- GOAL -
How many lines in the rows below contain the string "target"? Case matters. Reply with the number alone.

- EXTRACTED ENTRIES -
▬▬▬▬▬▬▬▬▬▬

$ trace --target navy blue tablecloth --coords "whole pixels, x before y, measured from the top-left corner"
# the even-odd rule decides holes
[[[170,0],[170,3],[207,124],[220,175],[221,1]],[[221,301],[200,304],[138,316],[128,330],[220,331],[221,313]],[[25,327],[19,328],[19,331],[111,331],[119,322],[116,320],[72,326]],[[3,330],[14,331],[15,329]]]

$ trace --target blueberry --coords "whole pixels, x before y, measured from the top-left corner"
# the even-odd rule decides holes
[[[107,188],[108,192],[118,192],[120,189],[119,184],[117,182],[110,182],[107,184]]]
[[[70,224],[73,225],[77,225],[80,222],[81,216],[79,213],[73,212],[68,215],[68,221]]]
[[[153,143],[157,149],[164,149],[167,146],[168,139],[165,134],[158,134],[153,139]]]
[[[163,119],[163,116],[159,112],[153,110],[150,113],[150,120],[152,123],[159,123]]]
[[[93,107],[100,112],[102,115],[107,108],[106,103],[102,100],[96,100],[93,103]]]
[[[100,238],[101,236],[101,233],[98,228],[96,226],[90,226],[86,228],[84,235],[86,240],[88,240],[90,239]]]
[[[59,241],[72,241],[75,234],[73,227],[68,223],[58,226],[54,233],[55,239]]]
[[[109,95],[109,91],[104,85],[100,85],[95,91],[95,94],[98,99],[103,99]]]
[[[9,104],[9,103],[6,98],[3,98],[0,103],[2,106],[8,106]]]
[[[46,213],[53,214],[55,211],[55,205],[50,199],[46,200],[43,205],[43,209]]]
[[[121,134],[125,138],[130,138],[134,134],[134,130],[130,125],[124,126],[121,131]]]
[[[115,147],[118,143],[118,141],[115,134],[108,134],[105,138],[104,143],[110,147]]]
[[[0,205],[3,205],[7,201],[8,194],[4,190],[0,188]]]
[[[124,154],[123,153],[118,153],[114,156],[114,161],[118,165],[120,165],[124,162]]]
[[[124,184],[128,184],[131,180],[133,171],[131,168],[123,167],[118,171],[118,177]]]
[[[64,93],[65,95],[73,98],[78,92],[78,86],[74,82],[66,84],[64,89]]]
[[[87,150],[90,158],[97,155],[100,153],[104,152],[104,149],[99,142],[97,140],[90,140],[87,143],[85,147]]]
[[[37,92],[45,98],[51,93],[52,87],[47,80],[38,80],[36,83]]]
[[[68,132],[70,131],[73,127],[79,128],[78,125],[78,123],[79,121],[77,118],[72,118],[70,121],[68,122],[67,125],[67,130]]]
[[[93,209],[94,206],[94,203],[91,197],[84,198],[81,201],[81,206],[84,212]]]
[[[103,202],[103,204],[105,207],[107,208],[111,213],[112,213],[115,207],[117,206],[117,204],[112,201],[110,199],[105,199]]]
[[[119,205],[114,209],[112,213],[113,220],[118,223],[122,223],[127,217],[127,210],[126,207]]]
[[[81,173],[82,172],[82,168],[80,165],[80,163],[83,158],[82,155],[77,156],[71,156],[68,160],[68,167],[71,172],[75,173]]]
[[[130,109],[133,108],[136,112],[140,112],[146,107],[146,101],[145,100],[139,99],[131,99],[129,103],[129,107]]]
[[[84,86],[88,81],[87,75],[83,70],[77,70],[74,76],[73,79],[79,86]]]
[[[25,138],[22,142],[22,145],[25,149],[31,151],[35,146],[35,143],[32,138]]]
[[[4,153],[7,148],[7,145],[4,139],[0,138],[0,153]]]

▬▬▬▬▬▬▬▬▬▬

- RIGHT ANSWER -
2